### Page excerpt
========

Sunday, July 03, 2011

PALEOGRAMMATOLOGY AND ALPHABET

The science of paleogrammatology 
and the evolution of the alphabet

                I am not here to blind you with SCIENCE but with SIGNS.

Anyone who knew me during my years as a lecturer at Massey University (1970 till 2001) thinks of me as a teacher of religion. Certainly, in 1970, I came from Melbourne University with a masterate in Hebrew Bible theology and a doctorate in Syriac Christian mysticism, to establish Religious Studies in the Faculty of Humanities at Massey University in Palmerston North. First it was a non-entity without a department to belong to, then a sub-department, next a thriving little independent department (when small was beautiful and in this case rationally economic), and finally as an unmentionable segment of the School of History, Philosophy, Politics, and Classical Studies (no space left for including Religious Studies). In this same connection, in the years 1962 and 1963, I was a lecturer in a theological college in South Australia.

========

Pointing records
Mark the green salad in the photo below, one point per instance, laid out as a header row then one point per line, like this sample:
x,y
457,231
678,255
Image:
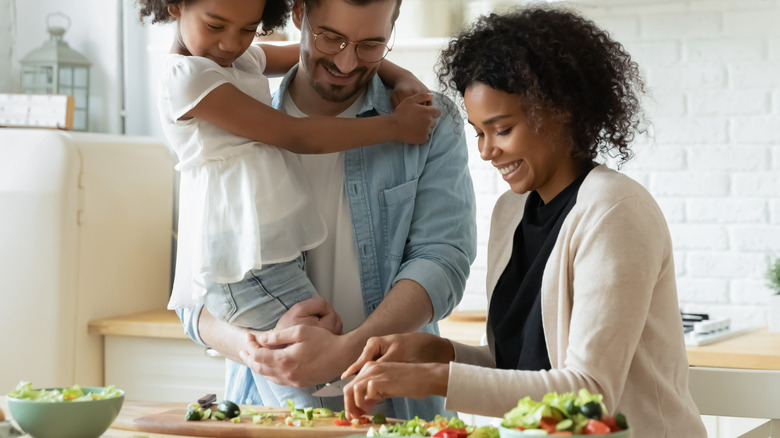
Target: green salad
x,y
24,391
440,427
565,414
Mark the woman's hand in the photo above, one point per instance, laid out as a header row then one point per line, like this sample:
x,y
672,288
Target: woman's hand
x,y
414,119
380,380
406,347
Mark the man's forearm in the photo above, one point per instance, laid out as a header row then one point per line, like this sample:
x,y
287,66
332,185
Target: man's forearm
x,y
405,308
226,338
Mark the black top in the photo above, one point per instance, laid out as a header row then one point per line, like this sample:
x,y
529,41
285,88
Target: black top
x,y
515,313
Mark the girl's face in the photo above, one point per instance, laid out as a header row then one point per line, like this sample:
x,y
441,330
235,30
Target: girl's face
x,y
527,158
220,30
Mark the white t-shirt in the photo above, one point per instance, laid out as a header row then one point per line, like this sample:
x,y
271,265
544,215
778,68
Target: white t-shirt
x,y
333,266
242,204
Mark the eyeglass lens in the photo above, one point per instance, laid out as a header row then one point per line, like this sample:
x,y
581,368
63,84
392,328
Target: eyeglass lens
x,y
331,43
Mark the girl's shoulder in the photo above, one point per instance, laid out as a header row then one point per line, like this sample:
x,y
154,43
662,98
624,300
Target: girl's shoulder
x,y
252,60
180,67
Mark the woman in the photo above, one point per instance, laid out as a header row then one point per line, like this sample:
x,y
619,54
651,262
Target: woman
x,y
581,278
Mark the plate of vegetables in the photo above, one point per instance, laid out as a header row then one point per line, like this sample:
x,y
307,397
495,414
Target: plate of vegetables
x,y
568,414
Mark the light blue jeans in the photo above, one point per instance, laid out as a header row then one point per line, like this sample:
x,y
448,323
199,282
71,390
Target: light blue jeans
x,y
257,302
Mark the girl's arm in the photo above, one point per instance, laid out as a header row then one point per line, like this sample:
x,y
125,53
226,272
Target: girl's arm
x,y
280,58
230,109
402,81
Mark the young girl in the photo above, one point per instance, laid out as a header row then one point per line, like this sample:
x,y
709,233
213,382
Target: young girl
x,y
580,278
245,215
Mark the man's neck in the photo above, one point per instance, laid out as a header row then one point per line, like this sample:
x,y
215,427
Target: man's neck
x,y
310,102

========

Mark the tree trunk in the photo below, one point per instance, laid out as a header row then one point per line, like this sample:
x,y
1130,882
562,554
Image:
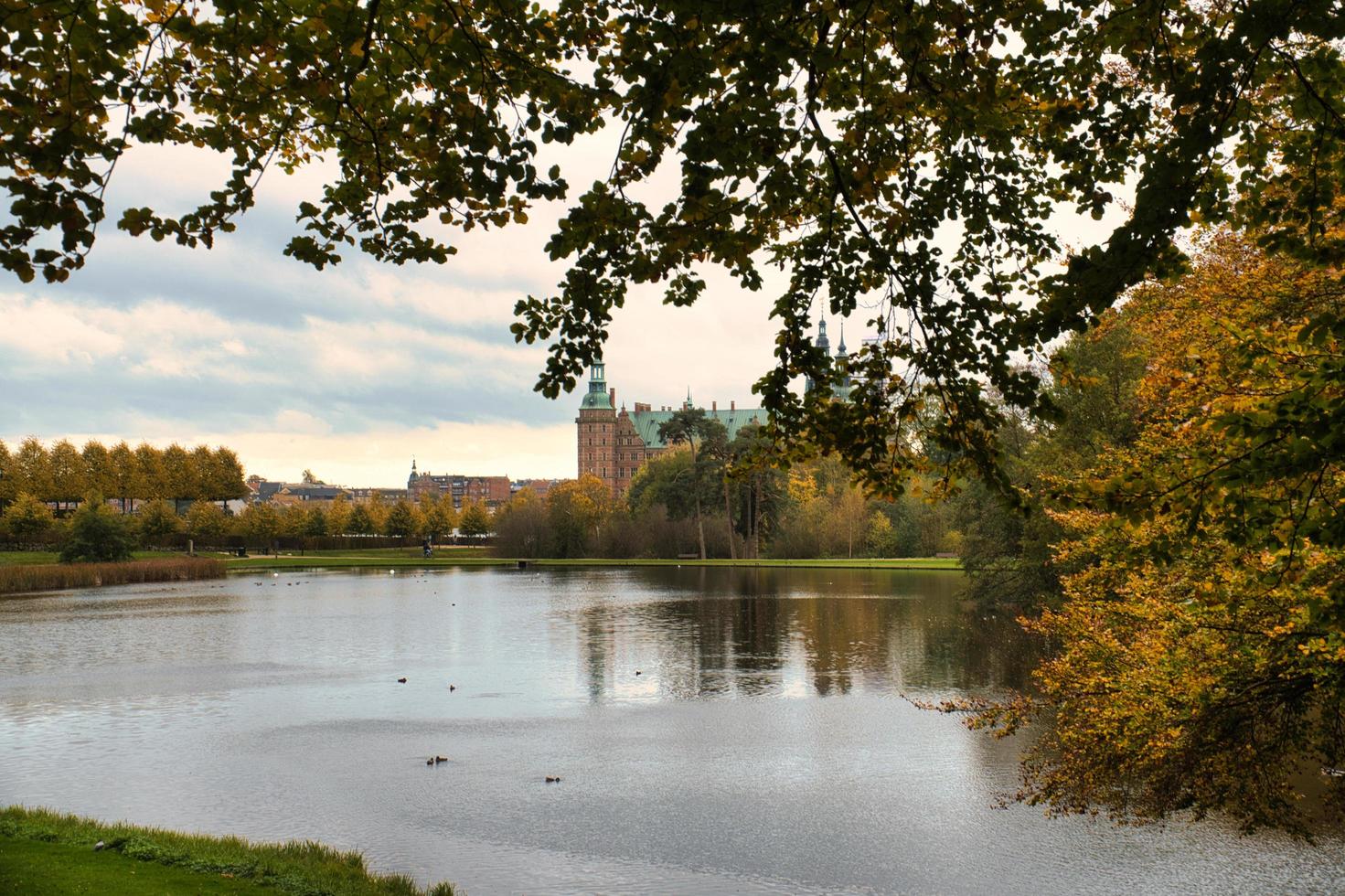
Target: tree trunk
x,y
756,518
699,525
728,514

========

### Work instructions
Condense the paragraph of the paleogrammatology page that begins "Anyone who knew me" into a shorter version that keeps its main facts.

### Response
People who knew me at Massey University (1970–2001) think of me as a teacher of religion. In 1970 I came from Melbourne University with a master's in Hebrew Bible theology and a doctorate in Syriac Christian mysticism. My task was to establish Religious Studies in the Faculty of Humanities at Massey in Palmerston North. The subject began with no department. It then became a sub-department and later a thriving small independent department. Finally it was an unnamed segment of the School of History, Philosophy, Politics, and Classical Studies. Earlier, in 1962 and 1963, I lectured at a theological college in South Australia.